### [Текст для чтения]

Кабачок помещался в старой, покачнувшейся на бок, маленькой, [218] полусгнившей избушке, каких не найти и у самого бедного крестьянина. Все помещение кабачка восемь аршин в длину и столько же в ширину. Большая часть этого пространства занята печью, конуркой хозяев, стойкой, полками, на которых расставлена посуда, бутыли очищенной, бальзама — напитка приятного и полезного — и всякая дрянь. Для посетителей остается пространство в 4 аршина длиной и 3 шириной, в котором скамейки около стен и столик. В кабачке грязно, темно, накурено махоркой, холодно, тесно и всегда полно — по пословице «не красна изба углами, а красна пирогами» — и не пирогами, а приветливостью хозяев. Пирoги, как и во всяком кабаке, известно какие: вино, простое вино, зелено вино, акцизное вино неузаконенной крепости, даже не вино, а водка «сладко-горькая», как гласит ярлык, наклеенный на бочке, сельди-ратники, баранки, пряники, конфеты по 20 копеек за фунт. Но хозяин-вахмистр с хозяйкой Сашей своею приветливостью, честностью, отсутствием свойственной кабатчикам жадности к наживе привлекали всех. И вахмистр и его жена, Саша, были люди умные, не кулаки, с божьей искрой, как говорят мужики. Главное же, в кабачке всегда можно было узнать самые животрепещущие новости. Сам хозяин бессрочно-отпускной, понятно, жаждал новостей, как человек, близко заинтересованный в деле, человек, которого не сегодня-завтра могут схватить и угнать. Как бывший мужик, не разорвавший с мужиками связи и теперь обращающийся в мужицкой среде, он понимал смысл мужицкой речи, смысл мужицких слухов, как солдат он понимал и солдата, как уланский вахмистр, ясно — человек не глупый, интеллигентный, цивилизованный, он интересовался газетными известиями, назначениями и пр. Говорил он превосходно, энергично, в особенности когда говорил о Черняеве, о кавалерийских маневрах, молодецких переходах и пр.

### [Задания к тексту]
[a] Определите, соответствуют ли тексту о кабачке следующие утверждения. Для каждого ответьте «да» или «нет» и приведите решающие слова текста дословной цитатой.
(i) Посетителям в кабачке отведено пространство в 4 аршина длиной и 3 шириной.
(ii) Конфеты в кабачке продавались по 30 копеек за фунт.
(iii) Хозяева кабачка отличались жадностью к наживе.
[b] Как, согласно тексту о кабачке, звали жену вахмистра?
[c] Переведите на английский язык предложение из текста о кабачке: «Главное же, в кабачке всегда можно было узнать самые животрепещущие новости.»

### [Содержимое набора данных]
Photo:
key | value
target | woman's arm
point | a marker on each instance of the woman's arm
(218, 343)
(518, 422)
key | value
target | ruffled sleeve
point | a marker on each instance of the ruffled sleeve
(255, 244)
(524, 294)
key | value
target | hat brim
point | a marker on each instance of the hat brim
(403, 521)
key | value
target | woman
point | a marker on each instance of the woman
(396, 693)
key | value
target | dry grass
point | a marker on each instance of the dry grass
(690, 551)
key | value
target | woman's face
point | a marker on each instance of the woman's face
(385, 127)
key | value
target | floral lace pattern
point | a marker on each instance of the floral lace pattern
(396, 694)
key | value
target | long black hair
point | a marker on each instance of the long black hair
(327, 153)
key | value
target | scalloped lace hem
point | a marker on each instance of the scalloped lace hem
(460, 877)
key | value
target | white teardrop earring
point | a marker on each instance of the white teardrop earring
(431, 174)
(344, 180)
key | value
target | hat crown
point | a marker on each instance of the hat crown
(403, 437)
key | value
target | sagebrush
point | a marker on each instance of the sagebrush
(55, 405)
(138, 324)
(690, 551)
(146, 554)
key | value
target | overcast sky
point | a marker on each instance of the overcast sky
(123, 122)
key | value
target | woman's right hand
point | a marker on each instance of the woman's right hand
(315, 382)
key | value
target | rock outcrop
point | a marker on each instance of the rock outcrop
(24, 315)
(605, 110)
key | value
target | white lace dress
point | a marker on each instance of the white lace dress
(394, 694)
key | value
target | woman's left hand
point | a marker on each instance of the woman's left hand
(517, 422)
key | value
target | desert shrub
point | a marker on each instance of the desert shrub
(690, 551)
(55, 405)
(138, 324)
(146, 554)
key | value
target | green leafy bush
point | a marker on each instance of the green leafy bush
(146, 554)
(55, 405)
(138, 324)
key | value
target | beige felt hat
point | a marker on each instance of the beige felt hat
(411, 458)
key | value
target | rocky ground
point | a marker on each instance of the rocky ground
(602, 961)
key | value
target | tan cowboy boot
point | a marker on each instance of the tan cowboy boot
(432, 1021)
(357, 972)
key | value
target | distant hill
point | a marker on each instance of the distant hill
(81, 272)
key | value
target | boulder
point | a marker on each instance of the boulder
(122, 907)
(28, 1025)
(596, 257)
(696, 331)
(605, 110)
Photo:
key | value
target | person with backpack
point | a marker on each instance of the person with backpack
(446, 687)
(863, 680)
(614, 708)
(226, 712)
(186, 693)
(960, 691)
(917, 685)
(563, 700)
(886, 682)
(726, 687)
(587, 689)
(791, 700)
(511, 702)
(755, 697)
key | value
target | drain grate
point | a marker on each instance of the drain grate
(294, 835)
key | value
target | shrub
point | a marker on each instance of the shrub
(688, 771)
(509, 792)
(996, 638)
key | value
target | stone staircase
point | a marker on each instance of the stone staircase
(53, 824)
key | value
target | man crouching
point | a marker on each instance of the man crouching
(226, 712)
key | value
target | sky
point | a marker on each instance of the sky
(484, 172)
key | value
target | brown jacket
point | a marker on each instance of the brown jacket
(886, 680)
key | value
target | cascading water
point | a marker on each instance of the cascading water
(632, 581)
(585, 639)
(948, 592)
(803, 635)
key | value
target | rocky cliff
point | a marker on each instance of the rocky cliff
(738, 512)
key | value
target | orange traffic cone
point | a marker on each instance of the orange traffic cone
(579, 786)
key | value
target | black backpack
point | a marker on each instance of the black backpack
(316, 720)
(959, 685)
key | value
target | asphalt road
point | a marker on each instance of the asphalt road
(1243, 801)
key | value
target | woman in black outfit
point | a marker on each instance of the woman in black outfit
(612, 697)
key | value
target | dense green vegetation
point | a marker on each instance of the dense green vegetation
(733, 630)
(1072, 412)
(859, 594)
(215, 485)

### [Ответы к заданиям]
[a]
(i) Да: «Для посетителей остается пространство в 4 аршина длиной и 3 шириной».
(ii) Нет: «конфеты по 20 копеек за фунт».
(iii) Нет: «отсутствием свойственной кабатчикам жадности к наживе».

[b] Её звали Саша.

[c] Most importantly, one could always hear the most pressing news at the tavern.